**Work to complete**: The exercise asks you to copy every line below in which "blue" appears.

--*--

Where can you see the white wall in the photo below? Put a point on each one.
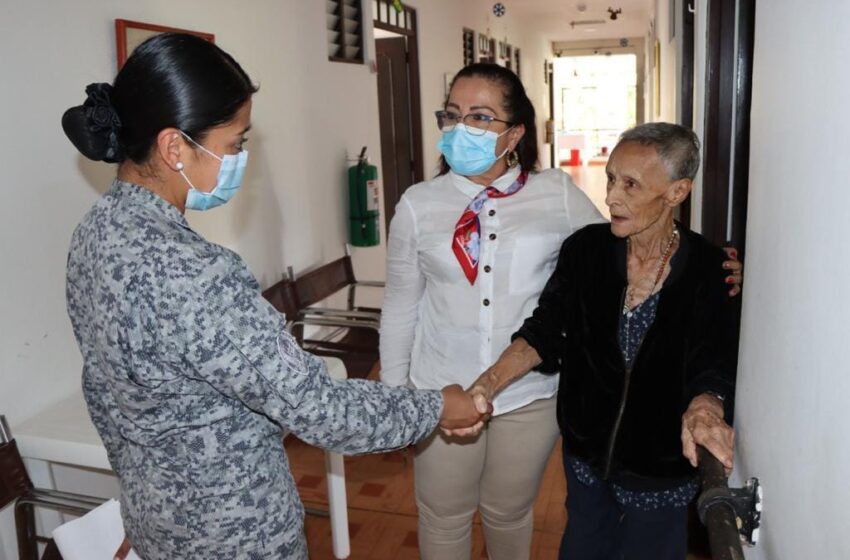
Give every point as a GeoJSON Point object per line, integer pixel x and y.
{"type": "Point", "coordinates": [794, 377]}
{"type": "Point", "coordinates": [309, 115]}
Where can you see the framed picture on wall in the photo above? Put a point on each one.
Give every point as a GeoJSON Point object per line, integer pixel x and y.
{"type": "Point", "coordinates": [131, 34]}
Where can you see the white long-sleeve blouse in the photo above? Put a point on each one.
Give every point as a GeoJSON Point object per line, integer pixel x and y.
{"type": "Point", "coordinates": [436, 328]}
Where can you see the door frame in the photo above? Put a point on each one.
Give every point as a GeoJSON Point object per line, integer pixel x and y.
{"type": "Point", "coordinates": [409, 29]}
{"type": "Point", "coordinates": [726, 141]}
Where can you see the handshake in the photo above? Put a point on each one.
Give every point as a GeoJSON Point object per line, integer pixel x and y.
{"type": "Point", "coordinates": [464, 412]}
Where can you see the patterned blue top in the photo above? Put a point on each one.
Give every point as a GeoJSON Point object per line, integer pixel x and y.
{"type": "Point", "coordinates": [633, 326]}
{"type": "Point", "coordinates": [189, 376]}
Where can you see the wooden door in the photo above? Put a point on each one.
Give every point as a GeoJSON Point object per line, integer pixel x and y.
{"type": "Point", "coordinates": [394, 101]}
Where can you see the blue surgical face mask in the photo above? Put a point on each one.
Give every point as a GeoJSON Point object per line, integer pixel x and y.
{"type": "Point", "coordinates": [469, 154]}
{"type": "Point", "coordinates": [229, 180]}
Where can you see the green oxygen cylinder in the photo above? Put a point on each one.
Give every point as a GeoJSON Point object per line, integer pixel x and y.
{"type": "Point", "coordinates": [363, 202]}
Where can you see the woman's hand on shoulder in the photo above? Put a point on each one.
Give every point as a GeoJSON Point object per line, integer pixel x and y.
{"type": "Point", "coordinates": [736, 271]}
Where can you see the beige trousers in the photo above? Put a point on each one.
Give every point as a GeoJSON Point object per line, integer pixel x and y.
{"type": "Point", "coordinates": [498, 473]}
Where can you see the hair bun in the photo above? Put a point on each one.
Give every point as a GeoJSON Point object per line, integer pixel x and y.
{"type": "Point", "coordinates": [93, 127]}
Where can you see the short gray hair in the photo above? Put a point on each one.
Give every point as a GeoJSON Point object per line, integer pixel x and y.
{"type": "Point", "coordinates": [677, 146]}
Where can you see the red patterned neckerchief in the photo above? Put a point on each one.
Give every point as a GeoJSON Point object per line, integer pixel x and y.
{"type": "Point", "coordinates": [466, 243]}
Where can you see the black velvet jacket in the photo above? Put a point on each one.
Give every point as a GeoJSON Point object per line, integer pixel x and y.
{"type": "Point", "coordinates": [626, 424]}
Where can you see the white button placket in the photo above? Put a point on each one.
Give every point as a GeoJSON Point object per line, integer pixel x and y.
{"type": "Point", "coordinates": [489, 219]}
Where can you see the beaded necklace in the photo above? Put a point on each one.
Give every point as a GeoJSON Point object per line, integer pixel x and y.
{"type": "Point", "coordinates": [665, 256]}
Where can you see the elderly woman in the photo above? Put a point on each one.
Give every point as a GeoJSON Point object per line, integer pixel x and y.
{"type": "Point", "coordinates": [469, 253]}
{"type": "Point", "coordinates": [637, 321]}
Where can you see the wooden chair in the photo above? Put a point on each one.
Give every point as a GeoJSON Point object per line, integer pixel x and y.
{"type": "Point", "coordinates": [349, 334]}
{"type": "Point", "coordinates": [16, 486]}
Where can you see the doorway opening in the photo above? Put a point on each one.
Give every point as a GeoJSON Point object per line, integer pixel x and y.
{"type": "Point", "coordinates": [595, 100]}
{"type": "Point", "coordinates": [399, 111]}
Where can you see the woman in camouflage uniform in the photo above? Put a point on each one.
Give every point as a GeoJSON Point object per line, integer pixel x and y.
{"type": "Point", "coordinates": [188, 372]}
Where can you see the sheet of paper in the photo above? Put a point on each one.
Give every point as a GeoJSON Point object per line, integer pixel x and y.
{"type": "Point", "coordinates": [94, 536]}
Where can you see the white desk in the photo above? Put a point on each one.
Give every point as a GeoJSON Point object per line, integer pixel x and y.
{"type": "Point", "coordinates": [64, 434]}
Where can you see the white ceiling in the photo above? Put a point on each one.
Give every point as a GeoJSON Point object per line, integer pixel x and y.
{"type": "Point", "coordinates": [553, 18]}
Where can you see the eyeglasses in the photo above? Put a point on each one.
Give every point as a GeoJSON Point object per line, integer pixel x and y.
{"type": "Point", "coordinates": [476, 123]}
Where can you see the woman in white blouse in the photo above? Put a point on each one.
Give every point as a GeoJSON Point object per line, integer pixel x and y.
{"type": "Point", "coordinates": [469, 253]}
{"type": "Point", "coordinates": [457, 288]}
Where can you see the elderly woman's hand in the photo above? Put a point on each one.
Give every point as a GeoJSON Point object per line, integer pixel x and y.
{"type": "Point", "coordinates": [703, 424]}
{"type": "Point", "coordinates": [736, 271]}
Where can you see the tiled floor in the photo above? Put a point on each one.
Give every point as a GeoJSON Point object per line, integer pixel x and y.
{"type": "Point", "coordinates": [382, 509]}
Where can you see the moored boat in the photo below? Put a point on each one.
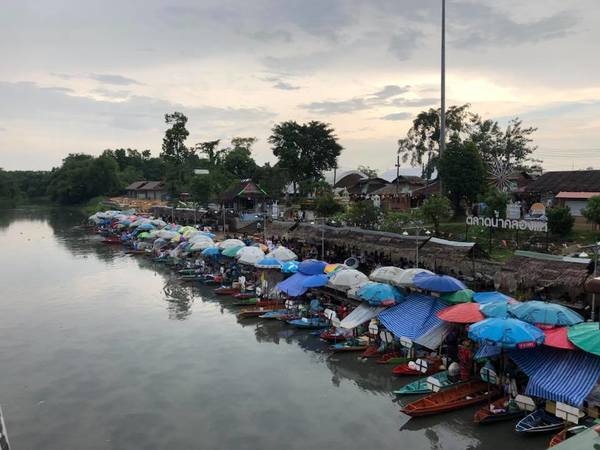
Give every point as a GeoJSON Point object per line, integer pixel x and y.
{"type": "Point", "coordinates": [539, 421]}
{"type": "Point", "coordinates": [459, 396]}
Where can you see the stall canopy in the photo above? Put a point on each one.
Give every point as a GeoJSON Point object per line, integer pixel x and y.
{"type": "Point", "coordinates": [548, 368]}
{"type": "Point", "coordinates": [363, 313]}
{"type": "Point", "coordinates": [414, 317]}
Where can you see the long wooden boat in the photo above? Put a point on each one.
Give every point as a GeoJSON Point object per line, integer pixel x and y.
{"type": "Point", "coordinates": [459, 396]}
{"type": "Point", "coordinates": [498, 411]}
{"type": "Point", "coordinates": [421, 386]}
{"type": "Point", "coordinates": [539, 421]}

--*--

**Your solution**:
Where can you see the patterned blue top in the photo above? Put a point on each one.
Where can you see the blue surgical face mask in the photo above? Put a point on each one.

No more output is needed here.